(Records supplied)
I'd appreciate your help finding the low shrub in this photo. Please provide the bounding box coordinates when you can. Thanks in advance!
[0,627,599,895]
---
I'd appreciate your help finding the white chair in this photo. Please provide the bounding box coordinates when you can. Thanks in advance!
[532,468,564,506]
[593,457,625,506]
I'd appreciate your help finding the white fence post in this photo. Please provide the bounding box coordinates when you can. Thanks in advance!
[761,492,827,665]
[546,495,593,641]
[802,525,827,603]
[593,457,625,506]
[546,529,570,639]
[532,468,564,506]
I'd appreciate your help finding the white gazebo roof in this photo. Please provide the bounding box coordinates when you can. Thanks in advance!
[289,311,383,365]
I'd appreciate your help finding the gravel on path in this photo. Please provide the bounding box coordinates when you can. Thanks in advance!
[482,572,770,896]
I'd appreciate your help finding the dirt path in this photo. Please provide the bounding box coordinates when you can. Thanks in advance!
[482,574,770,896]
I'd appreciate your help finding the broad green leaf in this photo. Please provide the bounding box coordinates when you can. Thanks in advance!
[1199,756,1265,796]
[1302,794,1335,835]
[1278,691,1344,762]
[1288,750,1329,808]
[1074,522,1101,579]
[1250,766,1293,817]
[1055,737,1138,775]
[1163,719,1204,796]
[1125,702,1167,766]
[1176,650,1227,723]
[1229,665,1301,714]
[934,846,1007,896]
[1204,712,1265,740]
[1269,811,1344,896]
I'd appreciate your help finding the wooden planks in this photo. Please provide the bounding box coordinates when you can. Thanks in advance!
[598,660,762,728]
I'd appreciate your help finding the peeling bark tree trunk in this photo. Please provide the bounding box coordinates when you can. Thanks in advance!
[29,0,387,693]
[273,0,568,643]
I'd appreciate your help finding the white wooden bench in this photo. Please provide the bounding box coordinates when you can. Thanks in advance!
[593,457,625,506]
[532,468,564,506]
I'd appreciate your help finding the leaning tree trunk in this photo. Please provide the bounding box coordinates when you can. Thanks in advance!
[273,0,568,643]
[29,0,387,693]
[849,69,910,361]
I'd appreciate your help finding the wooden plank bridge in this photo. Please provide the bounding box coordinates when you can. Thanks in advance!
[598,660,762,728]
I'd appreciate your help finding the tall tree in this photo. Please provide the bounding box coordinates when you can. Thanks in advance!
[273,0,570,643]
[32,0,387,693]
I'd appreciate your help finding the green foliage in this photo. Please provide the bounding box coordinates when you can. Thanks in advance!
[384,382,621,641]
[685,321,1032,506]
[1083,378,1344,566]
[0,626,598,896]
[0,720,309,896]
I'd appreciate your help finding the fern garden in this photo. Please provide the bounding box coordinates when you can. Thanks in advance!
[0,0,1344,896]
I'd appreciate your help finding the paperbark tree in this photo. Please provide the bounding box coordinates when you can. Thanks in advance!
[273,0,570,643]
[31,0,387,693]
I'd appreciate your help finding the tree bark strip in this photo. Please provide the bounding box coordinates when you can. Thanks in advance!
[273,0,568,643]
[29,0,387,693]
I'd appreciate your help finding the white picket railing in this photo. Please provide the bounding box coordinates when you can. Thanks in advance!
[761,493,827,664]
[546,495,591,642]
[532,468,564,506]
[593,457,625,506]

(Task details) Can you give the material from the line with "I'd appreciate your help finding the wooden planks" up to and including the line with "[32,0,387,693]" as a two-column CSV with the columns "prompt" and "response"? Put one row for each request, with its text and its answer each in a single quoted field and any line breaks turned into spaces.

(Final answer)
prompt,response
"I'd appreciate your help finding the wooden planks in this photo. Please provide the bounding box coordinates when you can. Thanks in advance!","[598,660,762,728]"
"I'd appreciate your help finding the peeling bark tree trunk in this photo. Please provide the bounding box coordinates when you can. Thanks in advance!","[29,0,387,693] [273,0,568,643]"
"I'd appreciate your help finding the white wooden bench in this photo. Please provide the bounding box coordinates when you can. Thanks in advance!","[593,457,625,506] [532,468,564,506]"
"I'd appreciate your help finding the leaning tree trunk in this photo. Please provide the bounding box coordinates when you can. Thanks in advance!","[273,0,568,643] [29,0,387,693] [849,69,910,361]"
"I'd appreciate your help finding the wooden plank bridge in this photo. Please provide the bounding box coordinates when you can. Thanks in advance!","[598,660,762,728]"
"I'd appreciate your help finding the tall tree in this photo. Please provide the bounding box coordinates when you can. Thanks in advance!","[273,0,570,643] [32,0,387,693]"